### WORK TO BE COMPLETED:
Return the listing below unchanged, every line in its original order and wording.
* Start INPUT FOR THIS TASK *
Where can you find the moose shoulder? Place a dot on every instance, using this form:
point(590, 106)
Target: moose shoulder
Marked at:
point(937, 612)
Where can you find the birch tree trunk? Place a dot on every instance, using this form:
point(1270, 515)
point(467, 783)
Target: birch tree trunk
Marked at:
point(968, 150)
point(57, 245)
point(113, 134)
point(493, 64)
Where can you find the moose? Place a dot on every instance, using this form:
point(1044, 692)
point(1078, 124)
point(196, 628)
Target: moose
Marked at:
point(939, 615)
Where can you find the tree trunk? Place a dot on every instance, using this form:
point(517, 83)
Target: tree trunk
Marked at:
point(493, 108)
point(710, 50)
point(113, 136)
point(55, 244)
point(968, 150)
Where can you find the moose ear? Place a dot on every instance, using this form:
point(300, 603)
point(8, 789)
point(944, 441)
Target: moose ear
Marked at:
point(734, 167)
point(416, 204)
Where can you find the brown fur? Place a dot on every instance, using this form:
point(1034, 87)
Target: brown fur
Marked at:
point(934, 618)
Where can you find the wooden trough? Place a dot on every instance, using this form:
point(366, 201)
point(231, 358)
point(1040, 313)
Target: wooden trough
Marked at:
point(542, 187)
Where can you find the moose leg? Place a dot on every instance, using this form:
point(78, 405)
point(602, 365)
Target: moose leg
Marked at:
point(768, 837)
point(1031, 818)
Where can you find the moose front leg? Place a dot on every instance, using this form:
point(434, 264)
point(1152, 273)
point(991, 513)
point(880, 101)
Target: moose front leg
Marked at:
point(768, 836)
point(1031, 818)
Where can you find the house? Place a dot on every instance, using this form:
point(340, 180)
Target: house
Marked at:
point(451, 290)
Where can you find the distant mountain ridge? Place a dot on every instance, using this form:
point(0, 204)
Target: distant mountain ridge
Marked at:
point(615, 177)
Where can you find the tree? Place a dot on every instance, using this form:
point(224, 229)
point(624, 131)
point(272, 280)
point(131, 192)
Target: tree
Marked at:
* End INPUT FOR THIS TASK *
### REPLY TO THE EXERCISE:
Where can you find the moose shoulder? Place a dot on every instance, using this form:
point(590, 106)
Target: moose shoulder
Marked at:
point(937, 612)
Where can you find the birch tree trunk? Place a dot on every instance, using this form:
point(1270, 515)
point(467, 783)
Target: birch tree trunk
Marked at:
point(968, 150)
point(57, 245)
point(113, 134)
point(493, 64)
Where can you find the moose? Place a dot on every instance, using this form:
point(1044, 692)
point(1078, 124)
point(196, 628)
Target: moose
Marked at:
point(939, 615)
Where can you find the tree trunk? Place a dot on every instance, using this form:
point(517, 83)
Target: tree trunk
Marked at:
point(493, 108)
point(710, 50)
point(113, 136)
point(55, 244)
point(968, 150)
Where can you find the moose ear? Place a dot on every instance, using this form:
point(300, 603)
point(8, 789)
point(944, 441)
Target: moose ear
Marked at:
point(734, 167)
point(416, 204)
Where can you find the brown fur? Place a dot on every instance, using this form:
point(1034, 87)
Target: brown fur
Marked at:
point(934, 618)
Where can you find the wooden trough? Place a dot on every instance, using this form:
point(366, 201)
point(231, 358)
point(1040, 313)
Target: wooden trough
Marked at:
point(542, 187)
Where can you find the moose leg? Place a dot on every instance, using this form:
point(78, 405)
point(602, 365)
Target: moose leg
Marked at:
point(768, 837)
point(1031, 818)
Where can you find the moose front leg? Place a dot on every instance, using this form:
point(434, 264)
point(1152, 273)
point(991, 513)
point(880, 101)
Target: moose front leg
Marked at:
point(768, 836)
point(1031, 818)
Where can you find the house? Place a dot on every instance, using this form:
point(340, 180)
Target: house
Marked at:
point(451, 290)
Where can you find the distant mountain ridge? Place a dot on every instance, using this form:
point(0, 204)
Target: distant mountain ridge
Marked at:
point(615, 177)
Where can you find the tree? Place a dot on every instance, using this form:
point(224, 229)
point(624, 131)
point(272, 280)
point(131, 192)
Target: tree
Marked at:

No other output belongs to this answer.